Start of PROVIDED MATERIAL

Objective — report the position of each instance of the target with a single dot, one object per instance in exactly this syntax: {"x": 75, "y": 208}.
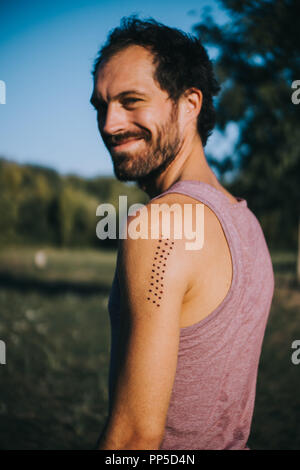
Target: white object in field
{"x": 40, "y": 259}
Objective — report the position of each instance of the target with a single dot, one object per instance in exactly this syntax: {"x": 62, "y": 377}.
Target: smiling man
{"x": 187, "y": 326}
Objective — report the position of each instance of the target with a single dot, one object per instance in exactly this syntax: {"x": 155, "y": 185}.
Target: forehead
{"x": 131, "y": 68}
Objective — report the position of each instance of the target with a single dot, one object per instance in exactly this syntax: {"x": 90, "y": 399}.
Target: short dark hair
{"x": 181, "y": 62}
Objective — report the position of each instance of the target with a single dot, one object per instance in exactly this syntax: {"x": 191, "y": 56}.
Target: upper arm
{"x": 154, "y": 275}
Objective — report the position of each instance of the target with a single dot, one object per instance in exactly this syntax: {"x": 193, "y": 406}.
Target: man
{"x": 187, "y": 325}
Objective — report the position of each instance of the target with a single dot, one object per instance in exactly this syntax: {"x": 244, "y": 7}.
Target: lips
{"x": 134, "y": 139}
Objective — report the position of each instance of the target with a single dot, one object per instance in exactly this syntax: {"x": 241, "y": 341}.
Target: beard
{"x": 142, "y": 165}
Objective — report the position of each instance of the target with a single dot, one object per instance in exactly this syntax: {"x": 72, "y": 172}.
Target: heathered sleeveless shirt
{"x": 213, "y": 395}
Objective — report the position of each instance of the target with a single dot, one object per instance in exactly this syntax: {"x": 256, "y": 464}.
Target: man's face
{"x": 137, "y": 120}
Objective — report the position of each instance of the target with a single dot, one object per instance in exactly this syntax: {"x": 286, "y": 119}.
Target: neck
{"x": 189, "y": 164}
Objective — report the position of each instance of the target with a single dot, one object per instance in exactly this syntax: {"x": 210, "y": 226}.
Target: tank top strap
{"x": 227, "y": 214}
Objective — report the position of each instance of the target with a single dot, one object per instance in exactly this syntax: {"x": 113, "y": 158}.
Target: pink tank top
{"x": 213, "y": 394}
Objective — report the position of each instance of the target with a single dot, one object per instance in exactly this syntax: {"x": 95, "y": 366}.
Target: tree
{"x": 259, "y": 60}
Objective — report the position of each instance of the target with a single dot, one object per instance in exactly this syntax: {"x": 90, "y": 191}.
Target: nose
{"x": 114, "y": 120}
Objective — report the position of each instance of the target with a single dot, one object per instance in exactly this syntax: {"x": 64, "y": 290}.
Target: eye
{"x": 130, "y": 101}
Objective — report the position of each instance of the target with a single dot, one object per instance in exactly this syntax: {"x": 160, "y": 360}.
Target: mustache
{"x": 118, "y": 139}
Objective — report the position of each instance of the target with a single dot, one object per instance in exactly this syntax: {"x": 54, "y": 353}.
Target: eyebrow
{"x": 94, "y": 100}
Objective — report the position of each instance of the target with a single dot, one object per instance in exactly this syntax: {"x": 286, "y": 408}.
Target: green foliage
{"x": 38, "y": 205}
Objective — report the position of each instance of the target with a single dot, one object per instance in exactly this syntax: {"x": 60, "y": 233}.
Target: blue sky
{"x": 47, "y": 49}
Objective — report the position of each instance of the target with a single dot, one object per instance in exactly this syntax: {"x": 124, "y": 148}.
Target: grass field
{"x": 55, "y": 325}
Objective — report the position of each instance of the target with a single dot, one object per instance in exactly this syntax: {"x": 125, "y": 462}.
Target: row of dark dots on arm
{"x": 162, "y": 252}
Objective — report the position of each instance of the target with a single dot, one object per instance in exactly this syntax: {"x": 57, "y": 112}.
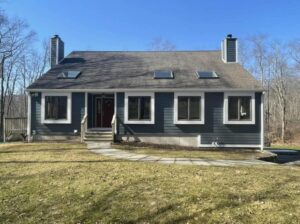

End of PROVIDED MATERIAL

Output the data exactly. Leave every picture out.

◆ **ANSWER TO THE PROBLEM**
Objective — report the position of each instance of the target with a single dot, one object per instance in exactly this syntax: {"x": 75, "y": 208}.
Target: white object in field
{"x": 40, "y": 259}
Objective — report the position of each instance of the target with a single dot, one object per instance in exactly this syntax: {"x": 62, "y": 377}.
Target: smiling man
{"x": 187, "y": 326}
Objective — report the position of each instance of the target with a single dot, one object per instance in exactly this syntax: {"x": 155, "y": 185}.
Target: forehead
{"x": 131, "y": 68}
Objective — report the position of each instance of the target with a single dot, one object per instance in exactly this syntax: {"x": 90, "y": 399}.
Target: short dark hair
{"x": 181, "y": 62}
Objective — report the position of each instance of the target with a single dot, one object per instance in exactly this syntax: {"x": 191, "y": 56}.
Target: upper arm
{"x": 154, "y": 275}
Objective — report the position of each instance of the target with a single dot, one object per instance in exactly this syntax: {"x": 193, "y": 406}.
Target: man
{"x": 187, "y": 325}
Objective — report the position of each instance of the target with a single dot, one object per instance in exactly this syntax: {"x": 244, "y": 7}.
Target: lips
{"x": 134, "y": 139}
Objective — report the position of each instance of the target with a single dot, one object per instance in exactly this syntax: {"x": 241, "y": 341}.
Target: beard
{"x": 142, "y": 165}
Objective — report the position of each instance of the target with a single dot, one object per instance in exactly this syntax: {"x": 72, "y": 172}.
Target: heathered sleeveless shirt
{"x": 213, "y": 395}
Objective — report the position of each instance of the target with a single dot, one object per instance in exactly this syntax: {"x": 256, "y": 464}.
Target: man's face
{"x": 137, "y": 120}
Objective — report the position of each instance of the target with a single dot, one object per instance in exactly this syntax: {"x": 286, "y": 119}.
Target: neck
{"x": 189, "y": 164}
Objective — report the position of each instance of the target with a single dot, one object per instance in exactly this syntax: {"x": 210, "y": 226}.
Target: tank top strap
{"x": 227, "y": 214}
Objective — report the position of each instance of the target with a single dot, one object per instance in exactly this syntax: {"x": 113, "y": 158}.
Target: pink tank top
{"x": 213, "y": 394}
Objective — report the position of each instance of the target with a single dot, one object per instance in exactly this syntax: {"x": 95, "y": 366}.
Target: tree
{"x": 259, "y": 60}
Objective — report the position of each instance of the target with a single dot, one object per instance in exactly this syntax: {"x": 90, "y": 191}.
Target: nose
{"x": 114, "y": 120}
Objective — report the position of each instance of the target with a single dot, one object per instance in exactly this syntax: {"x": 64, "y": 290}.
Target: eye
{"x": 130, "y": 101}
Objective — report the position of each instance of the target with a single dot, one object per instance in exactly this syntax: {"x": 160, "y": 360}.
Target: mustache
{"x": 118, "y": 139}
Objective — report the position of each instance of the target with a single dot, one object per instance in exactly this syntax: {"x": 54, "y": 353}.
Target: eyebrow
{"x": 94, "y": 100}
Objective — report the position of each instance of the target with a single dot, one object per instance in exactly this syntax: {"x": 286, "y": 408}.
Target: green foliage
{"x": 38, "y": 205}
Objective — report the position of each instance of the target with a single dot, one object per instance in exactly this syntax: {"x": 60, "y": 233}.
Target: blue sky
{"x": 47, "y": 49}
Objective — report the position of each instance of the target with a single dot, one object per instance in exactly this syntax: {"x": 124, "y": 148}.
Target: grass field
{"x": 55, "y": 325}
Objective — report the position of each instance of the target with a single dot, one object per instance in exactly this syntax: {"x": 125, "y": 462}.
Target: row of dark dots on arm
{"x": 162, "y": 252}
Objective — report the position of each instance of the target with a single dot, one object per instance in exactly this syntax: {"x": 57, "y": 112}.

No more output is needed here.